--- BEGIN ---

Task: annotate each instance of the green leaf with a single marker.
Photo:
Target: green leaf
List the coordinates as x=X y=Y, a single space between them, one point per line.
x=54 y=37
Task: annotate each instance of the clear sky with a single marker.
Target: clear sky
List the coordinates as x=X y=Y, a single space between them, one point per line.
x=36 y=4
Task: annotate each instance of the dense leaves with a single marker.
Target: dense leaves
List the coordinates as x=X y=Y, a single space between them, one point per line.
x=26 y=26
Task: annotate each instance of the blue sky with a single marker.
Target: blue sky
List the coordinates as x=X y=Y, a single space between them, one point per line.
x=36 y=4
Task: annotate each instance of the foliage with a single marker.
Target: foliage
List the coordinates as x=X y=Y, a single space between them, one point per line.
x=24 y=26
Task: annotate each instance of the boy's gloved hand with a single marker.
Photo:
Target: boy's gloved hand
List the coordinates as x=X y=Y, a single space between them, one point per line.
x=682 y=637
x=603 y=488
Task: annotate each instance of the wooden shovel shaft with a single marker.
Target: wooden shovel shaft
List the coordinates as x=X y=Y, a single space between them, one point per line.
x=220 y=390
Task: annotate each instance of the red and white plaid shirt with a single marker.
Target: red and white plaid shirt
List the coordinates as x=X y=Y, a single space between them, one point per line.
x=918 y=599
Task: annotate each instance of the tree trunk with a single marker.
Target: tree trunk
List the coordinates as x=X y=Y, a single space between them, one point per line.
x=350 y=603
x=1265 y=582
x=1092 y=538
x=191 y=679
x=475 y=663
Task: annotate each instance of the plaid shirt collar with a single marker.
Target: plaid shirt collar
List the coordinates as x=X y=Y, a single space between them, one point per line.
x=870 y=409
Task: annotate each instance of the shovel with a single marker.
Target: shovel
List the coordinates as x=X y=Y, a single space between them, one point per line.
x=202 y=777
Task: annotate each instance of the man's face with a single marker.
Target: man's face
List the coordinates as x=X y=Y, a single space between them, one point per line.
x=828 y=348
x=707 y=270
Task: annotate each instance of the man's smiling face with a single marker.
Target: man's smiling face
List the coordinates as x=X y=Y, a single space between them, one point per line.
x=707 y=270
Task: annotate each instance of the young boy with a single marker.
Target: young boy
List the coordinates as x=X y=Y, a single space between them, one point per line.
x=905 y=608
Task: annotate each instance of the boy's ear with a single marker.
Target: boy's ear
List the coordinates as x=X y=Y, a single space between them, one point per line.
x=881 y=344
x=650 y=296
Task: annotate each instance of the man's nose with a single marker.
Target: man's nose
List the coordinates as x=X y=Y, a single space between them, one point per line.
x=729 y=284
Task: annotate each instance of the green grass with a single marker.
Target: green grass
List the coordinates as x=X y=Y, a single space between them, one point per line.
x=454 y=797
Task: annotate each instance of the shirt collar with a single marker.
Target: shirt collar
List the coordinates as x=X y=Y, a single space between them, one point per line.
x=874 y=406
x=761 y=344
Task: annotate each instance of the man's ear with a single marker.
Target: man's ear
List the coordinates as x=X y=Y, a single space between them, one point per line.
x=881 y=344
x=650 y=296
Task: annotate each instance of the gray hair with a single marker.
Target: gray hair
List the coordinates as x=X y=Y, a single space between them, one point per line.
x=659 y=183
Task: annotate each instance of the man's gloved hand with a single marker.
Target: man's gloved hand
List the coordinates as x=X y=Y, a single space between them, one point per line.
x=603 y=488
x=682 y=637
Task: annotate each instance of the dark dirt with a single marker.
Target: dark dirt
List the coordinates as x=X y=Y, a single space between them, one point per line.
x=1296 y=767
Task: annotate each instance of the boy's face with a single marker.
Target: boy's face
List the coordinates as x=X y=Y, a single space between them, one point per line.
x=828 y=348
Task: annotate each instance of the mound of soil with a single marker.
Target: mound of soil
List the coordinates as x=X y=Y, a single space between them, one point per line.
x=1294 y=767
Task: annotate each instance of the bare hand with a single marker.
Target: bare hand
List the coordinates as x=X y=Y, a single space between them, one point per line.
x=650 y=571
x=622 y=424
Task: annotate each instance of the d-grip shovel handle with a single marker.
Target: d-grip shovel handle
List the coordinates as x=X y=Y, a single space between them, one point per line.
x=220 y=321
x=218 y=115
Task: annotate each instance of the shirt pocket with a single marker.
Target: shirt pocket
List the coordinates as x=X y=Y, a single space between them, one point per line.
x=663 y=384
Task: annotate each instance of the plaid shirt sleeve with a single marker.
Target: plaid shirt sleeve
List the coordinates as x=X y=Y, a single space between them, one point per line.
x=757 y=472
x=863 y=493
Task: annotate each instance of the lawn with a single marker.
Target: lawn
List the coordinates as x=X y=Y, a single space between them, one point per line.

--- END ---

WHAT THE EXERCISE ASKS:
Reproduce all of the entries above, substituting "pin" for every occurrence of "marker" and leaving everything else unchanged.

WORKED ANSWER:
Task: annotate each instance of the green leaf with a single pin.
Photo:
Target: green leaf
List the coordinates as x=X y=Y, a single space between them, one point per line.
x=54 y=37
Task: annotate each instance of the clear sky with a single pin.
Target: clear sky
List the coordinates as x=X y=Y, a single space between them, one point per line.
x=36 y=4
Task: annotate each instance of the dense leaves with a single pin.
Target: dense leaves
List the coordinates as x=X y=Y, a single space between them, one point per line.
x=26 y=26
Task: annotate each instance of the blue sky with a single pin.
Target: blue sky
List the coordinates as x=X y=Y, a single space between them, one point per line.
x=36 y=4
Task: annotate each instance of the foliage with a single pin.
Target: foliage
List the coordinates as x=X y=Y, a single space between them, one point per line.
x=24 y=26
Task: annotate each instance of the boy's gloved hand with a single pin.
Photo:
Target: boy's gloved hand
List the coordinates as x=X y=Y, a single space between them, one point per line.
x=682 y=637
x=603 y=488
Task: annotate each instance of the wooden shovel shaft with a single pin.
Target: wooden shovel shaft
List the coordinates as x=X y=Y, a single space between them, one point per line.
x=220 y=390
Task: annotate each instance of the red and white plaid shirt with a single pin.
Target: red and white plaid shirt
List the coordinates as x=X y=Y, a single space between them, one point per line.
x=918 y=599
Task: annotate each instance of the tree trunk with a single pin.
Target: tree trunk
List the coordinates as x=X y=Y, a single space between them, one point per line.
x=350 y=603
x=1265 y=582
x=1092 y=538
x=191 y=679
x=475 y=663
Task: annotate each instance of the plaid shirt collar with a single pin.
Target: plaid shirt collar
List the coordinates as x=X y=Y, a single space between them, one point per line.
x=870 y=409
Task: annotate each instance of the shovel with a single pin.
Target: shovel
List the coordinates as x=X y=Y, a single space between them, one point per line.
x=202 y=777
Task: annotate each instance of the man's face with a single pin.
Target: man's face
List the coordinates as x=X y=Y, a single space between them, one point per line.
x=828 y=348
x=707 y=270
Task: annotate each instance of the man's smiling face with a single pin.
Target: man's smiling face
List the coordinates as x=X y=Y, a single space between them, one point per line.
x=707 y=270
Task: annotate each instance of the young boy with a single pin.
Target: young boy
List the coordinates as x=X y=Y, a single space between them, one point per line.
x=905 y=608
Task: annotate each instance of the boy's ear with a single pin.
Target: boy's ear
List the coordinates as x=X y=Y, a single space between them, one point per line.
x=881 y=344
x=650 y=296
Task: annotate each instance of the man's nose with a single pin.
Target: man's nose
List the coordinates as x=X y=Y, a single space between them, one point per line.
x=729 y=284
Task: annotate each instance of the green grass with a single pin.
Target: green grass
List the coordinates as x=X y=Y, a single space between them, one point per line.
x=454 y=797
Task: annotate each instance of the shirt collar with a single pin.
Target: shirt collar
List the coordinates as x=X y=Y, a single space between them, one point per line.
x=874 y=406
x=761 y=344
Task: annotate each instance of the man's ear with a single pin.
Target: man's ear
List the coordinates as x=X y=Y, a single space between them, one point per line.
x=881 y=344
x=650 y=296
Task: annotate each instance of the gray hair with a single pin.
Target: gray hair
List the coordinates as x=X y=Y, a single space between them, one point per line.
x=659 y=183
Task: annotate each instance of the man's gloved hand with a single pin.
Target: man's gloved hand
List the coordinates as x=X y=Y, a single space between them, one point per line.
x=603 y=488
x=682 y=637
Task: annotate each instance of the dark dirt with a single pin.
Target: dark dirt
List the coordinates as x=X y=Y, a single space between them, one point per line.
x=1296 y=767
Task: annotate each instance of the boy's face with a single pin.
Target: boy's face
List the coordinates as x=X y=Y, a single space between them, one point per line.
x=828 y=348
Task: annotate each instance of the mound of soil with a single pin.
Target: mound of soil
List the coordinates as x=X y=Y, a single space between them, one point per line.
x=1294 y=767
Task: annotate each instance of the bare hand with a single pin.
Target: bare hand
List the coordinates as x=X y=Y, a single space between them, one point per line.
x=650 y=571
x=622 y=424
Task: annotate each instance of the d-grip shovel handle with a single pin.
Target: d-grip shovel handle
List the coordinates as x=X y=Y, a single space between them, one point per line.
x=220 y=321
x=218 y=115
Task: annotate each instance of the shirt pocket with a single pin.
Target: shirt pocket
List the coordinates as x=X y=Y, a single space between them, one point per line.
x=663 y=384
Task: annotate each instance of the plaid shirt sleeve with a single pin.
Target: plaid shirt sleeve
List the coordinates as x=X y=Y, a single space between them, one point per line.
x=757 y=472
x=863 y=493
Task: annotate each instance of the lawn with a single pin.
Target: lawn
List the coordinates as x=X y=Y, a single space between them, one point per line.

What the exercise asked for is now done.